• [PASSAGE FOR REVIEW]:
Think about it for a minute. Many of you own just such a trunk and those tiny tidbits of garbage have grown into monsters over the years they have sat, rotting in that trunk. Do you really want to open it on your own? I think not.
Marriage counselors are trained professional whose job is to carefully open your marital steamer trunk of neglected problems and, one by one, disarm them. Let me give you an example. The following is a true story.
I once had a couple whose marriage was disintegrating rapidly. While talking with them in the office, I challenged the wife by noting that her anger appeared to be markedly out of proportion to anything her spouse had done. Surprisingly, she responded, that 27 years ago, her husband had insulted her mother’s cooking by criticizing her meatloaf and that she would never forget the hurt look on her mother’s face. The husband’s dumbfounded look on his face was accompanied by the emphatic statement, “But I loved your mother’s meatloaf and everything she cooked!” He had no recollection of ever insulting his mother-in-law’s cooking. The other fact you need to know is this gentlemen was a 300 pounder and obviously enjoyed eating!
A minor misunderstanding 27 years ago had been left to rot at the bottom of a trunk in this woman’s mental closet and had ended in the threat of divorce. Why hadn’t she said something 27 years ago? Probably it was just easier to sweep it under the rug and go to bed.

• [TASKS TO CARRY OUT]:
1) Quote the marriage counseling passage word for word, beginning at "I once had a" and ending after "obviously enjoyed eating!".
2) Write a continuation of the marriage counseling passage, picking up after its last sentence.

• [STUDY MATERIAL]:
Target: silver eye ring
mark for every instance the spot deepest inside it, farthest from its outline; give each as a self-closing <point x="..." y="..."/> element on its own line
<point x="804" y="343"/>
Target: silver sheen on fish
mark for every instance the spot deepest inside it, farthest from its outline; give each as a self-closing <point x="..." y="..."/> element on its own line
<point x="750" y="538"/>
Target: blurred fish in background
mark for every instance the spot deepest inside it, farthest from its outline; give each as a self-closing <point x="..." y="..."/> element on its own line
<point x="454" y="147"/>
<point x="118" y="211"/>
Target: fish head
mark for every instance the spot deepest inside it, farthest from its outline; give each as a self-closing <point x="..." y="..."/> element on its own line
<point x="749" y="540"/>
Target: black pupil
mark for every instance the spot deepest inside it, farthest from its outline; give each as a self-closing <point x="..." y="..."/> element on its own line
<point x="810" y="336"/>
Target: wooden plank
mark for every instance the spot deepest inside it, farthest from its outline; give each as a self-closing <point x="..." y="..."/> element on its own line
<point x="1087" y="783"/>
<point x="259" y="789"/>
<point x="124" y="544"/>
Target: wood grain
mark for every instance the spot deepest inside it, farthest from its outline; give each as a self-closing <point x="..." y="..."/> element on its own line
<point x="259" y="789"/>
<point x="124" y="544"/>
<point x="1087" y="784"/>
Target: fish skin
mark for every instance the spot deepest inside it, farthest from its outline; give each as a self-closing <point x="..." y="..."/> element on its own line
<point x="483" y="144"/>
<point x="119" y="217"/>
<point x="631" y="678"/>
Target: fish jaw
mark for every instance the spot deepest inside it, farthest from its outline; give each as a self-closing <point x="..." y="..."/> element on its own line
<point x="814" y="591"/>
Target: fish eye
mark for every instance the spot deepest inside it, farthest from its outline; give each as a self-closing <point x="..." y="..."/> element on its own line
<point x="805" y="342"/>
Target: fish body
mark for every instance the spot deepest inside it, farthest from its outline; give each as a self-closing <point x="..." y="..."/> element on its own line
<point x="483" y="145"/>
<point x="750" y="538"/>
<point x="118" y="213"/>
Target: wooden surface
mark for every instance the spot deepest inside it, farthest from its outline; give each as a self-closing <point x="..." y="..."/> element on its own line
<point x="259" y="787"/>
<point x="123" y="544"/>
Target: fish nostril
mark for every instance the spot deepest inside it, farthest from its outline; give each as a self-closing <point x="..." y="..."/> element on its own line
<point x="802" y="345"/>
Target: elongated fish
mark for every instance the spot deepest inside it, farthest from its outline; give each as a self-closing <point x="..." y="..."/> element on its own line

• [TASK RESULTS]:
1)
I once had a couple whose marriage was disintegrating rapidly. While talking with them in the office, I challenged the wife by noting that her anger appeared to be markedly out of proportion to anything her spouse had done. Surprisingly, she responded, that 27 years ago, her husband had insulted her mother’s cooking by criticizing her meatloaf and that she would never forget the hurt look on her mother’s face. The husband’s dumbfounded look on his face was accompanied by the emphatic statement, “But I loved your mother’s meatloaf and everything she cooked!” He had no recollection of ever insulting his mother-in-law’s cooking. The other fact you need to know is this gentlemen was a 300 pounder and obviously enjoyed eating!

2)
The moral of the story is simple! If your marriage has been neglected, is stale or worn and dirty, don’t throw it out. Get some help. Talk to your doc and find a good counselor and get to work restoring it to its original luster.
From a strictly personal point of view, watching my patients go through the misery of separation and divorce drains my energy and you don’t want to do that, do you? So get to work and fix it now. Spring cleaning can be more than just fixing up the house and working in the yard!
(Renee’s addendum: Happy Anniversary, Stewart! When both of us have to ask each other how many years we have been married and then actually mathematically calculate the number of years, I’d call that a good sign. It takes communication, even when it’s hard. As you said, marriage is work and is always a work in progress as we change with age and the stages of our life. We’ve always tried to remember that, in the end, it was going to be the two of us left after we had raised our children and cared for our parents. We are finally there. Here’s to us and our future! Thank you for a great 41 years!)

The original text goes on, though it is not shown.